Письменное задание =
Согласуются ли с исходным текстом утверждения ниже? На каждое ответьте «да» или «нет» и приведите решающие слова текста точной цитатой.
(а) Советский штрафник получал около трех тысяч калорий.
(б) Полевые штрафные лагеря выдавали по 800 граммов эрзац-хлеба в одни руки.
(в) Смертность в немецких штрафных частях достигала девяноста процентов.

Исходный текст =
+ + + +
Особенно показательны так называемые 999-е батальоны. Туда сгребали «недостойных носить оружие» — политзаключенных прямо из концлагерей. Через эти формирования прогнали около тридцати тысяч человек. Им не обещали ни званий, ни наград. Для них война была просто формой отложенной казни.
Теперь о быте, о том самом «немецком порядке». Когда мне начинают рассказывать про то, что немецкие штрафники жили лучше наших, я достаю цифры пайков. И тут романтика заканчивается. Советский штрафник получал боевой рацион. Да, не ресторан, но это были 800–900 граммов хлеба, мясо, рыба — около трех тысяч калорий. Потому что командованию нужен был боец, способный держать винтовку и бежать в атаку.
Немецкий подход — это рацион медленного умирания. Полевые штрафные лагеря выдавали 650 граммов эрзац-хлеба в одни руки. Мяса — практически ноль. Полторы тысячи калорий в день. Знаете, что это такое для взрослого мужика, который по четырнадцать часов в сутки таскает трупы, роет мерзлую землю или разминирует поля собственными руками? Это дистрофия через пару недель. Расчет был циничный и простой: голод должен сломать волю. Голодный человек не бунтует, он думает только о куске хлеба. Шведский посланник в 1943 году писал в докладе, что эти люди просто умирали от истощения. Им даже после работы запрещали всё: книги, игры, разговоры. Выключили свет — лежи в темноте и жди завтрашнего ада.
А условия? Земляные норы. Зимой. Без отопления. Палатки без дна прямо на снегу. Вши, дизентерия, туберкулез косили людей чище любого пулемета. Смертность в этих частях достигала девяноста процентов. Вдумайтесь в эту цифру. Девять из десяти не возвращались. И это не всегда боевые потери. Это просто износ человеческого организма, доведенного до скотского состояния.
Но самое страшное даже не это. Самое страшное — это отсутствие выхода.
+ + + +
Раздел материала =

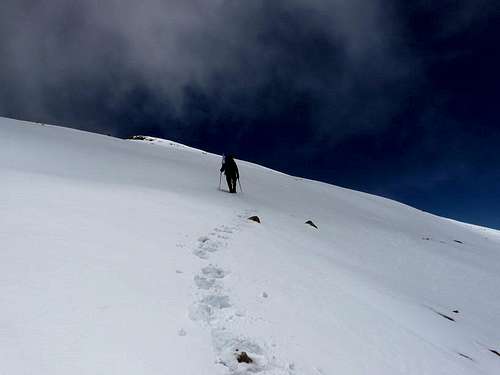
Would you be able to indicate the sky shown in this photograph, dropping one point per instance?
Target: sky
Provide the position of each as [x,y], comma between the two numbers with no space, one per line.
[392,97]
+ + + +
Ответ на задание =
(а) Да: «около трех тысяч калорий».
(б) Нет: «650 граммов эрзац-хлеба в одни руки».
(в) Да: «Смертность в этих частях достигала девяноста процентов».